DIRECTIONS: Count the lines in the entries below that contain the word "dark". Case matters, and your reply should be that number alone.
— start —
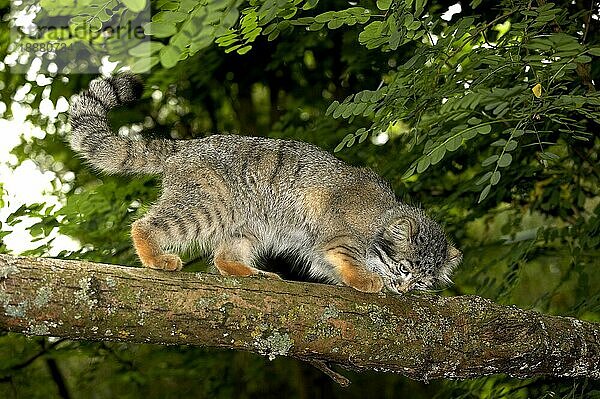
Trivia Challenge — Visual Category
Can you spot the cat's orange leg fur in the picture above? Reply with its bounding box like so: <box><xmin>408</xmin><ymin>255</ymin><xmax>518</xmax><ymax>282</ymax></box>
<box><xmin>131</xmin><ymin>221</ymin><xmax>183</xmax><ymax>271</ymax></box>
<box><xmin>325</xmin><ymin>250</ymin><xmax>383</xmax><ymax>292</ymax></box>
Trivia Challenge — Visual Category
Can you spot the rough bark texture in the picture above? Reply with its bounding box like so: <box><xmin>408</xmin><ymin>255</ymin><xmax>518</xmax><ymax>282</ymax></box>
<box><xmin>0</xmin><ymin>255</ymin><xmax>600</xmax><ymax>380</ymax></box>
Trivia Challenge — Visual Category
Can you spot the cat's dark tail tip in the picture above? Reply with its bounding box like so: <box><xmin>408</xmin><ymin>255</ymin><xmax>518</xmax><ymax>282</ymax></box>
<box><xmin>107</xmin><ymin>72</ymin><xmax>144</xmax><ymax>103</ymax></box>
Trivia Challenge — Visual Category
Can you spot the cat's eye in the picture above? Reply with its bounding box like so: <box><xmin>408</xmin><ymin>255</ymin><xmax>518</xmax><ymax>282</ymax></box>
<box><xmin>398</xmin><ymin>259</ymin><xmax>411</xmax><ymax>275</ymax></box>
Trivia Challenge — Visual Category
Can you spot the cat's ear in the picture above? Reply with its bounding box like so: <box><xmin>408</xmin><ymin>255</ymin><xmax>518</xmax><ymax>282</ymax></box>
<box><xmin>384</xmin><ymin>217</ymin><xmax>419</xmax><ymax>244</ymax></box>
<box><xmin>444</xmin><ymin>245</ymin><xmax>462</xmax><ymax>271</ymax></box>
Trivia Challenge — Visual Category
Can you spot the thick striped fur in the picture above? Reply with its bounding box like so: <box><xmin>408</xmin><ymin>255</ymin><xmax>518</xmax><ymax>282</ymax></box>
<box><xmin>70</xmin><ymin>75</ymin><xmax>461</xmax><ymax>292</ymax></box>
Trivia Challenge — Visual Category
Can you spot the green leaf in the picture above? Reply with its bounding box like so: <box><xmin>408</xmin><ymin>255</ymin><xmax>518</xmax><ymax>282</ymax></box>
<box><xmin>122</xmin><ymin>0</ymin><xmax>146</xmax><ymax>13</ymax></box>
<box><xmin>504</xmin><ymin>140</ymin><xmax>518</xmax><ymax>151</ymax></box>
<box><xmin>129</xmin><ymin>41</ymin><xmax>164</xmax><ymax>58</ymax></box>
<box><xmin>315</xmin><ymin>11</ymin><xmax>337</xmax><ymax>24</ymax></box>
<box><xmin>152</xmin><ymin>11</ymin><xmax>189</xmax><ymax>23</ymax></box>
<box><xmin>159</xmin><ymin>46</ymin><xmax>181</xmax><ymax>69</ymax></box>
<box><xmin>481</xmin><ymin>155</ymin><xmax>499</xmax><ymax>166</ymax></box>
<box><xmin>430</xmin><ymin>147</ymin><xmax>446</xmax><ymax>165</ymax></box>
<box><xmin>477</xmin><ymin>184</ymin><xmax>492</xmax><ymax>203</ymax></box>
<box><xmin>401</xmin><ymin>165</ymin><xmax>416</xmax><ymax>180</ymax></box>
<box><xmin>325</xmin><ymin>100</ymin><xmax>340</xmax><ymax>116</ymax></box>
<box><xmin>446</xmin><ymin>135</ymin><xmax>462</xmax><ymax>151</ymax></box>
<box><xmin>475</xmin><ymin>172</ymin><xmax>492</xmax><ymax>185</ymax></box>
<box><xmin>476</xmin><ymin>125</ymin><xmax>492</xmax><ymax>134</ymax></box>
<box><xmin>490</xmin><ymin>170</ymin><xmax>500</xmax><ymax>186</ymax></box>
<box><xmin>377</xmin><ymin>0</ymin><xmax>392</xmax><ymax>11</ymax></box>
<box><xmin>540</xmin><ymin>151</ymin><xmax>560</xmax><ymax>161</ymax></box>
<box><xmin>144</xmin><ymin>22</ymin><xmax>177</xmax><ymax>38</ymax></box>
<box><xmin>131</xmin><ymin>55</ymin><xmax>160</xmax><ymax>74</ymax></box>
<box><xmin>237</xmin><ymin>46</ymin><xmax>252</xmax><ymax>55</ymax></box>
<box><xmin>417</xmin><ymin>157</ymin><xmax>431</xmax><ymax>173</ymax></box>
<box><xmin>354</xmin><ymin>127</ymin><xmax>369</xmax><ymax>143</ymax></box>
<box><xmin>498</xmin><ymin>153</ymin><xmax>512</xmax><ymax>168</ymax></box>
— end —
— start —
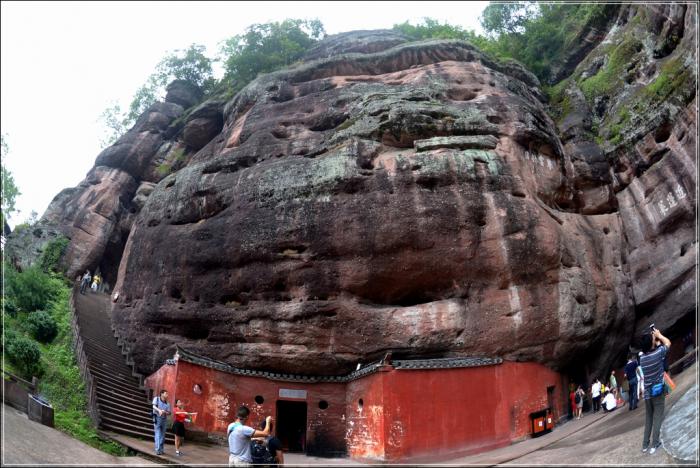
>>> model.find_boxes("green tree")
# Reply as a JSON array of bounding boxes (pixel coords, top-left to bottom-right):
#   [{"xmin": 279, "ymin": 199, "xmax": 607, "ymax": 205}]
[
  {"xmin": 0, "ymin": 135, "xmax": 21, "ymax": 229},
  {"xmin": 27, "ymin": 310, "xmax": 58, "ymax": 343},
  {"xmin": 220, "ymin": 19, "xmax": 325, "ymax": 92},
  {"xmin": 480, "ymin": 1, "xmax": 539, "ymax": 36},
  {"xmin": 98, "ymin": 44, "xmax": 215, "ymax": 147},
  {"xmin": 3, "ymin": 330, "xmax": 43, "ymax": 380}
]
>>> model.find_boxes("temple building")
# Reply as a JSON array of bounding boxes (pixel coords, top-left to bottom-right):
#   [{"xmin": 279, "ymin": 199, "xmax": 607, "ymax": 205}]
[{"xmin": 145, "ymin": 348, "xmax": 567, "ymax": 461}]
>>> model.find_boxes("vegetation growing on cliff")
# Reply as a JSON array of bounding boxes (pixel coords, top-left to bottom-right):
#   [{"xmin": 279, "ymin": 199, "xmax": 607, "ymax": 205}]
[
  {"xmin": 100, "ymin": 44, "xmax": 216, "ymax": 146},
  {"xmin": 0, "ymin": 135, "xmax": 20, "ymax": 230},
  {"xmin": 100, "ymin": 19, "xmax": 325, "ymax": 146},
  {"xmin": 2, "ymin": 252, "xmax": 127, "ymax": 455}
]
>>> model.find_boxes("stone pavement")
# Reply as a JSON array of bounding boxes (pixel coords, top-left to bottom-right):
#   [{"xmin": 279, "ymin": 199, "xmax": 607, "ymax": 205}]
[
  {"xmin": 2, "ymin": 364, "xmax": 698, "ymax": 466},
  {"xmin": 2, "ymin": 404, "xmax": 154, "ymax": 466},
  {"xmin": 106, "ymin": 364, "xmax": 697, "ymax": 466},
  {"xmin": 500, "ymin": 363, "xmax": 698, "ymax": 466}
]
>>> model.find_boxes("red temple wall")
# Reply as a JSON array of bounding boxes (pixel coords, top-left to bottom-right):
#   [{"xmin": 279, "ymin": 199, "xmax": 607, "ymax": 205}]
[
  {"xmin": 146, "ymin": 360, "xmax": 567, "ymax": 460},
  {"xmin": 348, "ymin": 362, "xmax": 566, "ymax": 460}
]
— end —
— start —
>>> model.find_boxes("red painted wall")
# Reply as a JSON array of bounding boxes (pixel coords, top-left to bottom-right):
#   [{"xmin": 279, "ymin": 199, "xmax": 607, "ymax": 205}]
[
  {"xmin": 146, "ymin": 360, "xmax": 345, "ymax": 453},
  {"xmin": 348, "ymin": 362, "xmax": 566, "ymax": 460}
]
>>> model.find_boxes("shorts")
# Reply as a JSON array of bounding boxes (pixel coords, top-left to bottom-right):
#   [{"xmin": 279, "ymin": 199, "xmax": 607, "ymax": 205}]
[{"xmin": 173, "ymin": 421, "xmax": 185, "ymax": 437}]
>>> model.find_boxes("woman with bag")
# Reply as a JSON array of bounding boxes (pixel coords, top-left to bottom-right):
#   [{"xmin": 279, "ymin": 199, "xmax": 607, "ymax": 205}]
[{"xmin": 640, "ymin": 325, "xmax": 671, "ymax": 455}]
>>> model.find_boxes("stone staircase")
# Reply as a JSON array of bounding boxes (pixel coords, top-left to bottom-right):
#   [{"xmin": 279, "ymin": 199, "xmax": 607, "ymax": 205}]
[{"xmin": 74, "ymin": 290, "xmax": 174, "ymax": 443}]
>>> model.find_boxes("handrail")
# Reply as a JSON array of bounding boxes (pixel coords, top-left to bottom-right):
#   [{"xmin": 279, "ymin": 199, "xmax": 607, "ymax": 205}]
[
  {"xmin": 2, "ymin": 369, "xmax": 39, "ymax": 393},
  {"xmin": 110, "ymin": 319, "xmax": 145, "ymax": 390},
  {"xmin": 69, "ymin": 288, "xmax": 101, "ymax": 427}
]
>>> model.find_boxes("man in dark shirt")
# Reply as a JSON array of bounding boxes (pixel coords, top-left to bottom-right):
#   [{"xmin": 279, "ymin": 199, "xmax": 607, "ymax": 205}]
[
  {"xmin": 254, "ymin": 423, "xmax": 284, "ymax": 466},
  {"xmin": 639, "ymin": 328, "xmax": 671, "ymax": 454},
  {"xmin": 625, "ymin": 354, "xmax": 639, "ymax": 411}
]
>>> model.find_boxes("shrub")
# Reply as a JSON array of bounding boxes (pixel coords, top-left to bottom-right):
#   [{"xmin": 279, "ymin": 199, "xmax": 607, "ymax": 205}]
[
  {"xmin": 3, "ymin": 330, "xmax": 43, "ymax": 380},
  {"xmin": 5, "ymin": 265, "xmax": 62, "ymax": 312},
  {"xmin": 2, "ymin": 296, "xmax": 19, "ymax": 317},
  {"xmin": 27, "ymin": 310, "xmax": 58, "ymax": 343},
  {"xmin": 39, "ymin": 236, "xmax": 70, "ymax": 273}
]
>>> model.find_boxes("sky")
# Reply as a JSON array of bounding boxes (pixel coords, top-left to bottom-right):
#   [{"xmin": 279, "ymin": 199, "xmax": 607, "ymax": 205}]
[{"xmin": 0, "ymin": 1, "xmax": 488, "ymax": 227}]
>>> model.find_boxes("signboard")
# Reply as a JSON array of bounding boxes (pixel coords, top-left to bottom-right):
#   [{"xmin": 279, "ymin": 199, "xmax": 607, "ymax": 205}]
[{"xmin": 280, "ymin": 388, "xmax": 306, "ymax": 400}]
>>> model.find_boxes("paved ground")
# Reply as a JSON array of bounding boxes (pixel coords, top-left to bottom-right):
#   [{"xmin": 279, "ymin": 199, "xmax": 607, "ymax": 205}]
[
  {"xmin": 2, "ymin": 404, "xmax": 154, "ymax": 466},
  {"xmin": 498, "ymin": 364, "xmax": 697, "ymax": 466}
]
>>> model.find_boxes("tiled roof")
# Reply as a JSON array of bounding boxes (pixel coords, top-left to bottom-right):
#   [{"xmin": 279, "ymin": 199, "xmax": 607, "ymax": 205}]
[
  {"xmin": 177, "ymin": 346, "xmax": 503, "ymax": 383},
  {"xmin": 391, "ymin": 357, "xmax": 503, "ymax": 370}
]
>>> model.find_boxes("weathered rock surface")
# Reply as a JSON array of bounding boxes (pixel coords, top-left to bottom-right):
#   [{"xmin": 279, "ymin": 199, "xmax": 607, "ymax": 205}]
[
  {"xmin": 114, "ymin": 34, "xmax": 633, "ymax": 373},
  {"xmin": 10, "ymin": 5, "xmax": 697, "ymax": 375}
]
— end —
RESULT: 2